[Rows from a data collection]

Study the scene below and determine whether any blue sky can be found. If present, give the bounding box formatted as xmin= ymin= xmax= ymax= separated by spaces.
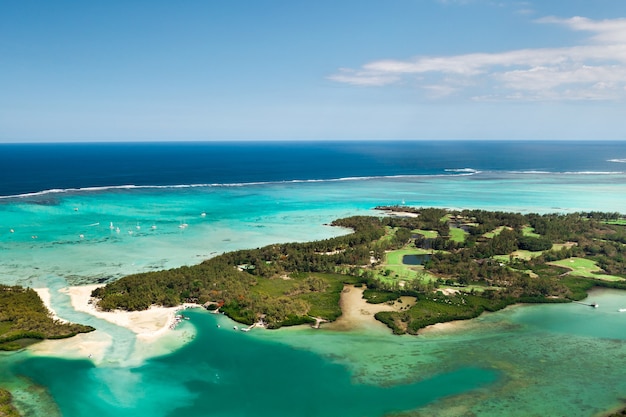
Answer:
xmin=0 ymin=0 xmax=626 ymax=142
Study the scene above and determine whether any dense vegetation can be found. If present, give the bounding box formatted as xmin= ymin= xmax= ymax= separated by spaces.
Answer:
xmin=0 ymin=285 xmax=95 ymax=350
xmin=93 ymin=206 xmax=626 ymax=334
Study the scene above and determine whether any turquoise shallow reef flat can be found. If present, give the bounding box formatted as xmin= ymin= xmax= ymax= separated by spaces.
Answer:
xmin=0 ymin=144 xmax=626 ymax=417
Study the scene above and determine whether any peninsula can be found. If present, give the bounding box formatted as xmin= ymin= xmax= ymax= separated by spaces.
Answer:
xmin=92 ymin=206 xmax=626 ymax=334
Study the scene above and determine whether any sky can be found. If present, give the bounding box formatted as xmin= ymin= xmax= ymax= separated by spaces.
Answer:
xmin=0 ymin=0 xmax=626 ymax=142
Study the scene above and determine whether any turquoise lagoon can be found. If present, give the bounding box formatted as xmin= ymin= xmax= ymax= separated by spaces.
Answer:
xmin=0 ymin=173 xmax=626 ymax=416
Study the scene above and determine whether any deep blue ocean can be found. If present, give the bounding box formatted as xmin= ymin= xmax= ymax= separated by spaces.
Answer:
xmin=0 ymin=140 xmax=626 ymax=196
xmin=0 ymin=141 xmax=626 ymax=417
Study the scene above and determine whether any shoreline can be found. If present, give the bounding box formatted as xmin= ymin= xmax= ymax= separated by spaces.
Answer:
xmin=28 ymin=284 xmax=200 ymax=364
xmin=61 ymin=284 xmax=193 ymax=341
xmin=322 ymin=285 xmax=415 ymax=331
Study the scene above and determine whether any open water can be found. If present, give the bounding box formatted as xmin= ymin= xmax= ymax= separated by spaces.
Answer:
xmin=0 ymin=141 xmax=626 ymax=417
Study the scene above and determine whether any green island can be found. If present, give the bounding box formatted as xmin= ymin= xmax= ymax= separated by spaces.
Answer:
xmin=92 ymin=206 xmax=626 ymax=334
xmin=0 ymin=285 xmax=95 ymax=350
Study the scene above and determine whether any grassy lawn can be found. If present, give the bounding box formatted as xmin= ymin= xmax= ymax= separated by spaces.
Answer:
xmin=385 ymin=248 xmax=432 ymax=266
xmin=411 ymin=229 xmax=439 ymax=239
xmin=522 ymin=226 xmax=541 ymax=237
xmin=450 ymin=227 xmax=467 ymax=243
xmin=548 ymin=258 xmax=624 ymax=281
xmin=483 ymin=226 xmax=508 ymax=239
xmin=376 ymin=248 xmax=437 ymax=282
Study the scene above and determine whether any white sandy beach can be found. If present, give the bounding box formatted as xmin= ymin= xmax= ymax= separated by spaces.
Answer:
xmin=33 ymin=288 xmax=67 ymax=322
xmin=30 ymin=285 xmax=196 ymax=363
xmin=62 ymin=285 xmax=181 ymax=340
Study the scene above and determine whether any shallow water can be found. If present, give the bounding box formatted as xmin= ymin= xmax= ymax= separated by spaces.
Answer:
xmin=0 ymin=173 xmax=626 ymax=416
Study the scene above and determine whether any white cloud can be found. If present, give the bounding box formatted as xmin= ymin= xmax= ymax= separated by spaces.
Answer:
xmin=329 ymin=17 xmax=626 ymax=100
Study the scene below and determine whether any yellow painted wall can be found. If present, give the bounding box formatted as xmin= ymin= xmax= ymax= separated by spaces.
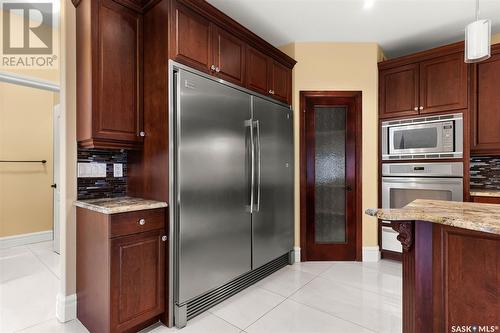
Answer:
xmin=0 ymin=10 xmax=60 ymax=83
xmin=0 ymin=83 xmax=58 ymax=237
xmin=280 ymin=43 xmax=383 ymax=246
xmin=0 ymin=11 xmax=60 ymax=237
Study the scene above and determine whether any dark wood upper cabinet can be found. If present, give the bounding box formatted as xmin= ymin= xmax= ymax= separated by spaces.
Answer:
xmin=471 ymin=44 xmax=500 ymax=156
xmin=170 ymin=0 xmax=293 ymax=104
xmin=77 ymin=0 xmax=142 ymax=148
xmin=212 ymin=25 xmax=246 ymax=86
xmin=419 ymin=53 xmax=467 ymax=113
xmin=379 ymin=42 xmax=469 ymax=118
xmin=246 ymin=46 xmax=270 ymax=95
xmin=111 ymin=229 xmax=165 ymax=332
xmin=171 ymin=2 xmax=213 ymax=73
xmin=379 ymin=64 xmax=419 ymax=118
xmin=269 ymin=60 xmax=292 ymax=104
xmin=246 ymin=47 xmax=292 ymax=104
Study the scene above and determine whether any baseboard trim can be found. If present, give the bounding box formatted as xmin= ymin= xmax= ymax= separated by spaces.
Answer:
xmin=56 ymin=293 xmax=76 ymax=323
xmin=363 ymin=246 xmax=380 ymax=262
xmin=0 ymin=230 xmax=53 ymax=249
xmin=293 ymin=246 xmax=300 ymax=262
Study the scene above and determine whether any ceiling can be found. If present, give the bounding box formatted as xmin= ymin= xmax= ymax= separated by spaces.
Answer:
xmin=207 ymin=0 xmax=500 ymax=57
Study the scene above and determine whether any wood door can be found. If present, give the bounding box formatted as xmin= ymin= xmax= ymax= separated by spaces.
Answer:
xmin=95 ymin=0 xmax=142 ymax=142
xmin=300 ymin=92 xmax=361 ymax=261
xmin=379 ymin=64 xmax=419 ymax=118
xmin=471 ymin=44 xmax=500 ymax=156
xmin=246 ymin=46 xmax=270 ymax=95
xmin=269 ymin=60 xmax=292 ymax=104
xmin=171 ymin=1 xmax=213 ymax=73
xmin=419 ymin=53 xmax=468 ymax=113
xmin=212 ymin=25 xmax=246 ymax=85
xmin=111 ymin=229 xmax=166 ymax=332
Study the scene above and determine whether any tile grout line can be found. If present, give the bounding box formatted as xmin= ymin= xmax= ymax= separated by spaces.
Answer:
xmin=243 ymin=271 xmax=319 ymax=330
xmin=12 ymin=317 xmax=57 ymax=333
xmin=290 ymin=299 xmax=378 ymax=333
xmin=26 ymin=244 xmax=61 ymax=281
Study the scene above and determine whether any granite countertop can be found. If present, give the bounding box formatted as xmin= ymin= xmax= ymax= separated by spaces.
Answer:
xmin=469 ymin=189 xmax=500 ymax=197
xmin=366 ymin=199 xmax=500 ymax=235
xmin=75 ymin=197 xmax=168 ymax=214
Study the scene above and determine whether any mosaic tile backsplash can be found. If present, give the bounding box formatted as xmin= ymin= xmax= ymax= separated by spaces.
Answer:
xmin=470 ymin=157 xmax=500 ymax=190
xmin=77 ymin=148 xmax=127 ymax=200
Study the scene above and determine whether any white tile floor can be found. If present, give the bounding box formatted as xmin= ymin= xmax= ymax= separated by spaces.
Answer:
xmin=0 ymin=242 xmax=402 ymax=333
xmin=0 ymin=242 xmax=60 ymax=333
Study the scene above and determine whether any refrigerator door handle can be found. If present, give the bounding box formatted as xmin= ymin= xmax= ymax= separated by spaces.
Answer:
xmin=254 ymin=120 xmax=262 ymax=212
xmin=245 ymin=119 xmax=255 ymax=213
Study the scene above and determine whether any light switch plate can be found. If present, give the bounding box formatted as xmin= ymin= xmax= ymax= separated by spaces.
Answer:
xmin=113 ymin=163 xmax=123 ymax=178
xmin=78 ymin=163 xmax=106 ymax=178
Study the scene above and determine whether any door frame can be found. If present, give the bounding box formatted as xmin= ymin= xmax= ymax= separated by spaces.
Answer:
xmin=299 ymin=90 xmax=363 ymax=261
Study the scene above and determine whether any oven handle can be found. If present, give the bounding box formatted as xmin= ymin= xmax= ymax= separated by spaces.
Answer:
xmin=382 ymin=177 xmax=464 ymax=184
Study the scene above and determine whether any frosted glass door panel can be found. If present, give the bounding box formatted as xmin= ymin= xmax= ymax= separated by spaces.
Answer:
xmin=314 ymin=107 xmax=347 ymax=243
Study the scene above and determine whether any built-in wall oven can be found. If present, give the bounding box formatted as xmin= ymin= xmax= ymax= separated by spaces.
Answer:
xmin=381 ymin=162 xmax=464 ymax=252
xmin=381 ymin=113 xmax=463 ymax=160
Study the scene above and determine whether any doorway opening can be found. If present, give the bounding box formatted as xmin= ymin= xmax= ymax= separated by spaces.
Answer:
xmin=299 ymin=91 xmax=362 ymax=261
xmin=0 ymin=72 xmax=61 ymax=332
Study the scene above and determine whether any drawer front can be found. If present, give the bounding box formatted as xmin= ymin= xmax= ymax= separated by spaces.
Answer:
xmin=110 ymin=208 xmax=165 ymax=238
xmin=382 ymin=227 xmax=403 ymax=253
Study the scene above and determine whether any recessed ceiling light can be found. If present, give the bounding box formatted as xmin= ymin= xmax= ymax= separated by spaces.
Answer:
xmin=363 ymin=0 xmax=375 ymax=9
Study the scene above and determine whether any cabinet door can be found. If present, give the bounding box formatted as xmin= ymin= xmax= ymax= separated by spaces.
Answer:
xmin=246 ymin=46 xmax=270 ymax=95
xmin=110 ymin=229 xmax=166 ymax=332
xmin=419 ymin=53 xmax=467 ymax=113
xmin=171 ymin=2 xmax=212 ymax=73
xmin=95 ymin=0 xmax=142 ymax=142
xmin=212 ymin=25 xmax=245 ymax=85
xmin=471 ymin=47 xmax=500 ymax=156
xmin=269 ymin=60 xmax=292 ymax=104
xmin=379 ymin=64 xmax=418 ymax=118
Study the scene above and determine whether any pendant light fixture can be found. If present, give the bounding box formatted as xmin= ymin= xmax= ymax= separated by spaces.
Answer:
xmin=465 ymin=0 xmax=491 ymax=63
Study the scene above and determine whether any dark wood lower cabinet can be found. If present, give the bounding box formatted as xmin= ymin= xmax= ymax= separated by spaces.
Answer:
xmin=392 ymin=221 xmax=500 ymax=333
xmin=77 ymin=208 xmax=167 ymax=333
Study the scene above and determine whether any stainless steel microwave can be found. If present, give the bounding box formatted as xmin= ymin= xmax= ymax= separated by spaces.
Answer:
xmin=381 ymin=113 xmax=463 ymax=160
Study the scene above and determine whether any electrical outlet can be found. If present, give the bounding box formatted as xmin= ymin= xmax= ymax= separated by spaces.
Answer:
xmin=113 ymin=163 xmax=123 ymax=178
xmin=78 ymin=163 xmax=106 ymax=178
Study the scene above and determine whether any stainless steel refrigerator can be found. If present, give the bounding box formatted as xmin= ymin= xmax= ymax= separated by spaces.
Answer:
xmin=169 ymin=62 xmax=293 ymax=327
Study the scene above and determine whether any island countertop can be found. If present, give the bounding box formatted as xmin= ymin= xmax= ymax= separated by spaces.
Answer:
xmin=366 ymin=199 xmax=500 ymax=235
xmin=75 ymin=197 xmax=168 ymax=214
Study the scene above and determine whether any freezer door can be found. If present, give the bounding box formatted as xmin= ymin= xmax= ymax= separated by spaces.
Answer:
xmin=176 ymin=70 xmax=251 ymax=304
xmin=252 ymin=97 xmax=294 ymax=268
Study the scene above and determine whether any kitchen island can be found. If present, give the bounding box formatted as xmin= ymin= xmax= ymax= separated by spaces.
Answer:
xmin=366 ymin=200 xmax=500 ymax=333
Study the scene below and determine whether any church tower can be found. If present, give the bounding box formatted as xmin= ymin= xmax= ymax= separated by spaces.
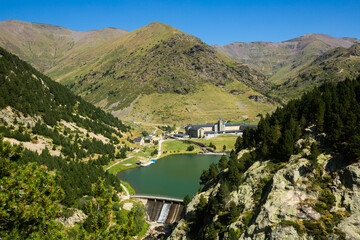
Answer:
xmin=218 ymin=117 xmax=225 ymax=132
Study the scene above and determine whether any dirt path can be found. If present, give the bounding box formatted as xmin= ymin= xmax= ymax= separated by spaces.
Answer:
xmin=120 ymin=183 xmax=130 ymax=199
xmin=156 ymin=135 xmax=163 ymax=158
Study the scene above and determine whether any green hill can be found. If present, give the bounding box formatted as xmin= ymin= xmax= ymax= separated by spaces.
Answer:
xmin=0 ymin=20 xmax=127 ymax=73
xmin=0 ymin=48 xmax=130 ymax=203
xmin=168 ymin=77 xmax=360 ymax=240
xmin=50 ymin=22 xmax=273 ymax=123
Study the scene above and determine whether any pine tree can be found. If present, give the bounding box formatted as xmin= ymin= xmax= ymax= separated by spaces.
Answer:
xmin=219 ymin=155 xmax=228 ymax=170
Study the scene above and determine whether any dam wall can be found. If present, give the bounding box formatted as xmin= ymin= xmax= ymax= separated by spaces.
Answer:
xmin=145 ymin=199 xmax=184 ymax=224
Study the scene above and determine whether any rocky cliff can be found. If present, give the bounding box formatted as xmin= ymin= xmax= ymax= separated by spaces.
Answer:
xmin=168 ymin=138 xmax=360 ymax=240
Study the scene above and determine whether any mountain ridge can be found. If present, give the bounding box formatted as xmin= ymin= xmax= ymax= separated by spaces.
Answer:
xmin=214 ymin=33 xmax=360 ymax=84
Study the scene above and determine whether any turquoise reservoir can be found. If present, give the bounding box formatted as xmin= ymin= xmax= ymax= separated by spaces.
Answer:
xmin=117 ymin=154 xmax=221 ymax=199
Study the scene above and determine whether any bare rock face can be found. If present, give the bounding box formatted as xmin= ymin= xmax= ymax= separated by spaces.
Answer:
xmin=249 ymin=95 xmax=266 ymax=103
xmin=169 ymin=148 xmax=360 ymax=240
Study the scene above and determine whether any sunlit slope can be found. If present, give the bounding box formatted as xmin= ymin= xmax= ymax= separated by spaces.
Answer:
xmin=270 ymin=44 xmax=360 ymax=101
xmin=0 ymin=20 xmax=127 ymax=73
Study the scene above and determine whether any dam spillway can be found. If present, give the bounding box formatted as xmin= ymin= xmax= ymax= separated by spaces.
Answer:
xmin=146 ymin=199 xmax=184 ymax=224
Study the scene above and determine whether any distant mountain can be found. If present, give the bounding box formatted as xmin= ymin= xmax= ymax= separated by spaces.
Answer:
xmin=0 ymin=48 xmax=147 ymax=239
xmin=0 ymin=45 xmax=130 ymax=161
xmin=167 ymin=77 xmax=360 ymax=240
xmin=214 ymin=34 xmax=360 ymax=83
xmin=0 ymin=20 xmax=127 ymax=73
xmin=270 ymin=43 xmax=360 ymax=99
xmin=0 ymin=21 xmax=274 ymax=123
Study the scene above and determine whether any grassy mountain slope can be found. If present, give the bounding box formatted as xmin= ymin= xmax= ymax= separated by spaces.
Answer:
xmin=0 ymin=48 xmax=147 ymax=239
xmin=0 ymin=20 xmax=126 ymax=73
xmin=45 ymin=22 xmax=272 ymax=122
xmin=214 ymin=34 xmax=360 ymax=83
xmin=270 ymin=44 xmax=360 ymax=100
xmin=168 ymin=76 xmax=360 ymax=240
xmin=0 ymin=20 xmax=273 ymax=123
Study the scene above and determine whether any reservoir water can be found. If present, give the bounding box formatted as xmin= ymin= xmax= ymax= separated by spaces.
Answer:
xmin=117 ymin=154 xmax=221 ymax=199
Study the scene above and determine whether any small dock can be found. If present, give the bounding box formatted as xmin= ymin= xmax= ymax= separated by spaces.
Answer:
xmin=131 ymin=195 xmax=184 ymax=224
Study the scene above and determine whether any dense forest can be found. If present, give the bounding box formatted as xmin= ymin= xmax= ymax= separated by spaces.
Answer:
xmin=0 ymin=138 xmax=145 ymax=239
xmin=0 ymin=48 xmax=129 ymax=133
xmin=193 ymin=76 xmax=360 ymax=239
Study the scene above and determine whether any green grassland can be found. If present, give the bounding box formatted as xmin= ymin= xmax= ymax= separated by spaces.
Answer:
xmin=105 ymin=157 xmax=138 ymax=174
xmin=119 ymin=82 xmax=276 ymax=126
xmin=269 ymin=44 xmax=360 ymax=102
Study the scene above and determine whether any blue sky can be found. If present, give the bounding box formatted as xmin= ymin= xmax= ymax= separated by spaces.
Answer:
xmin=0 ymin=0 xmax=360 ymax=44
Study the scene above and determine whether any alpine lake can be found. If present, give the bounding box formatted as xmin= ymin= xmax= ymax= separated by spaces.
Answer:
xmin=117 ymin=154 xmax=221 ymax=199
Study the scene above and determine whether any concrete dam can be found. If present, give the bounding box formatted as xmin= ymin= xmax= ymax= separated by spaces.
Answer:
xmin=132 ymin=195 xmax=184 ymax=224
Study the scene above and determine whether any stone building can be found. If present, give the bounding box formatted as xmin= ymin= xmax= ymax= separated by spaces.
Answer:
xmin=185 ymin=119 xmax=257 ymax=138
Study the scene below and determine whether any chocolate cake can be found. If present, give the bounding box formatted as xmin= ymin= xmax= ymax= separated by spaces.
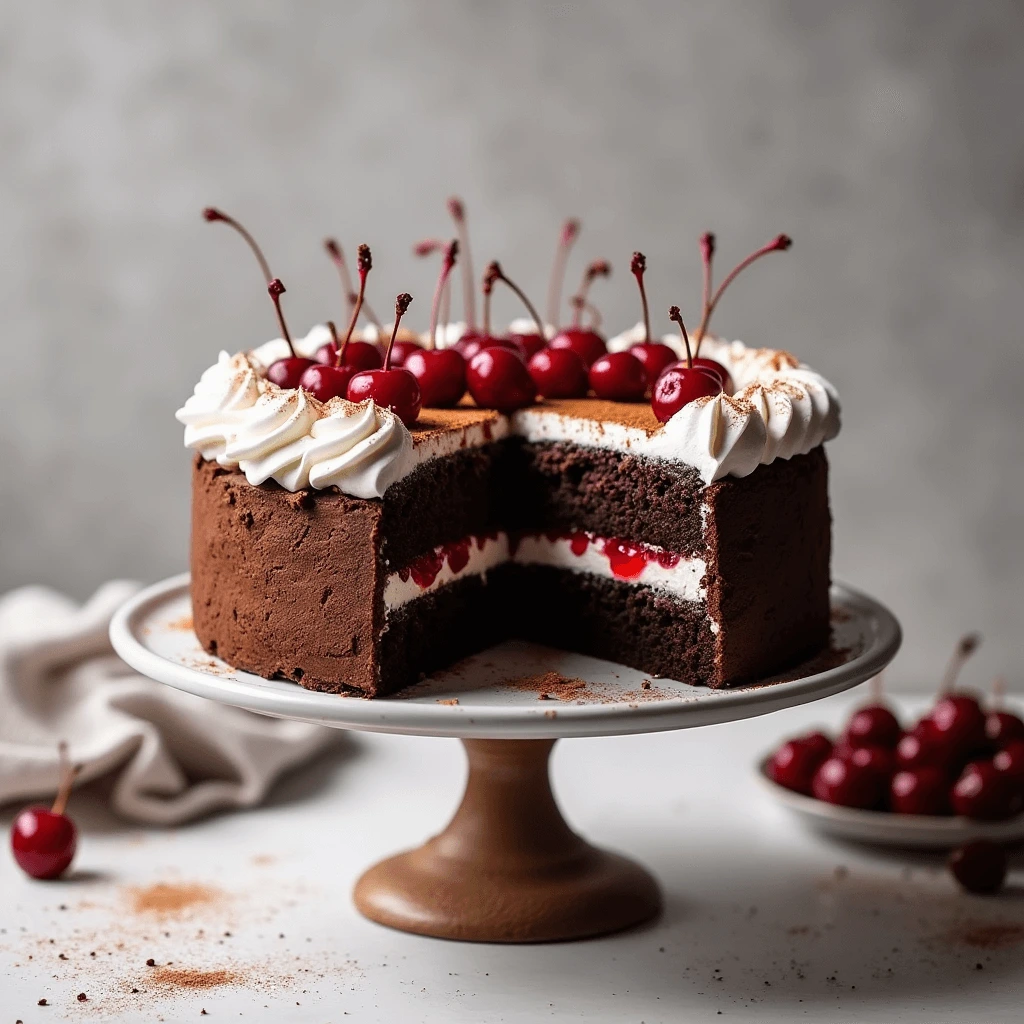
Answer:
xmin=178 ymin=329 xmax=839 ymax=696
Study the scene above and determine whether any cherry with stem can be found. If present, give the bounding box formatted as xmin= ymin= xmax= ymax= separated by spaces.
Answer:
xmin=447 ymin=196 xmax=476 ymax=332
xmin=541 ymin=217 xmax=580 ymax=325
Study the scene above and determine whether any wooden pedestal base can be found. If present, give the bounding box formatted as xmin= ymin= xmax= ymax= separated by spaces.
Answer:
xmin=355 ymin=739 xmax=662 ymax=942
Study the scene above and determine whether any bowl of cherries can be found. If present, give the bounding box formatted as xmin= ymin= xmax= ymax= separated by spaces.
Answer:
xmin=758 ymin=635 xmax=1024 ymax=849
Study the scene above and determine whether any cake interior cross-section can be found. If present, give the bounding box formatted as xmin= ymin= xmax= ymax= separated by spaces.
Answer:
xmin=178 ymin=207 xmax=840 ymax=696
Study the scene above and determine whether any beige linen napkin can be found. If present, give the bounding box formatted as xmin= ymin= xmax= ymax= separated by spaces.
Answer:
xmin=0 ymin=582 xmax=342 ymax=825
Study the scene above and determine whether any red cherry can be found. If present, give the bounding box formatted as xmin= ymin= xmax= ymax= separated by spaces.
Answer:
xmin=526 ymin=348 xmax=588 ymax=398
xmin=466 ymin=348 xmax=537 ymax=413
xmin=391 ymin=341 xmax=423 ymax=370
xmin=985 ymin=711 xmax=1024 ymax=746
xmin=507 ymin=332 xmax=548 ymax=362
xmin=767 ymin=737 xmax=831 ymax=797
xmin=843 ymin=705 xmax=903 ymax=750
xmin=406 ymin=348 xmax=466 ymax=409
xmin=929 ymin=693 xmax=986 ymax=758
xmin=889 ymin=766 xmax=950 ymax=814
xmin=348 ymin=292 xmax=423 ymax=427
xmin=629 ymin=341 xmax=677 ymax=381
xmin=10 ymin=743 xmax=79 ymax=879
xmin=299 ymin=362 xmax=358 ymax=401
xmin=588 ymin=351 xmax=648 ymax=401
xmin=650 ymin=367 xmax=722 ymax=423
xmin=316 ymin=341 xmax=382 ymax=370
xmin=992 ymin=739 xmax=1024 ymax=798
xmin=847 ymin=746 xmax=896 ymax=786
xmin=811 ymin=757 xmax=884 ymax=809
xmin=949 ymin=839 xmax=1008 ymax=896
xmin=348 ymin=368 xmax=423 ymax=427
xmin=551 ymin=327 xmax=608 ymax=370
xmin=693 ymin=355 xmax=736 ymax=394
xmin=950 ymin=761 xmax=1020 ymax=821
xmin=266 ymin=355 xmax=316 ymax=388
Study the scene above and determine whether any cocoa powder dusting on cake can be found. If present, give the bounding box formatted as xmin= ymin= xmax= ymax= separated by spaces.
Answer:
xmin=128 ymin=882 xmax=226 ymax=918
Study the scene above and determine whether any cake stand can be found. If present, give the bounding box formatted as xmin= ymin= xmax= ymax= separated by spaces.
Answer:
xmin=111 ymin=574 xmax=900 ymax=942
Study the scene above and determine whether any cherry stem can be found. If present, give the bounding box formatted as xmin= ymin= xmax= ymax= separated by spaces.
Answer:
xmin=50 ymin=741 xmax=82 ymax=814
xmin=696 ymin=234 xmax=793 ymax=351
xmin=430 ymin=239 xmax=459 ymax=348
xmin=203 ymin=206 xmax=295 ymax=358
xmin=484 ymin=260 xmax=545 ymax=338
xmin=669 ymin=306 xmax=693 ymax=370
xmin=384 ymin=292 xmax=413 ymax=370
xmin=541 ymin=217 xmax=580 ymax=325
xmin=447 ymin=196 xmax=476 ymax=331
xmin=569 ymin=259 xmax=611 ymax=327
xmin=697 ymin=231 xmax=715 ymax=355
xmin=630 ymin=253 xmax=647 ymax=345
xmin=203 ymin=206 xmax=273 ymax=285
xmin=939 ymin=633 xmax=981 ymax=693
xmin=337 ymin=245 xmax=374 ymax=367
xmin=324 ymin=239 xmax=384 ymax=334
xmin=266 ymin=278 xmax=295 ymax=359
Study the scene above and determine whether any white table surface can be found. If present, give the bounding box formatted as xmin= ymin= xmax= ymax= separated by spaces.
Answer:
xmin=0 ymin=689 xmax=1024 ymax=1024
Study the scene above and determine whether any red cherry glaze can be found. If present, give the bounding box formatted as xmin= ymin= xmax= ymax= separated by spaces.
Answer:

WRITTEN EXERCISE: Format the lines above, from the line containing "Study the scene above and determine whether any tile" up to and including the line containing "xmin=26 ymin=244 xmax=61 ymax=281", as a JSON list of strings with one string per line and any blank lines left out.

RESPONSE BELOW:
[
  "Study the scene above and determine whether any tile grout line can be found. If present, give the bounding box formatted as xmin= ymin= xmax= ymax= separated by spaces.",
  "Answer:",
  "xmin=243 ymin=271 xmax=319 ymax=330",
  "xmin=12 ymin=317 xmax=57 ymax=333",
  "xmin=290 ymin=299 xmax=378 ymax=333",
  "xmin=26 ymin=244 xmax=61 ymax=281"
]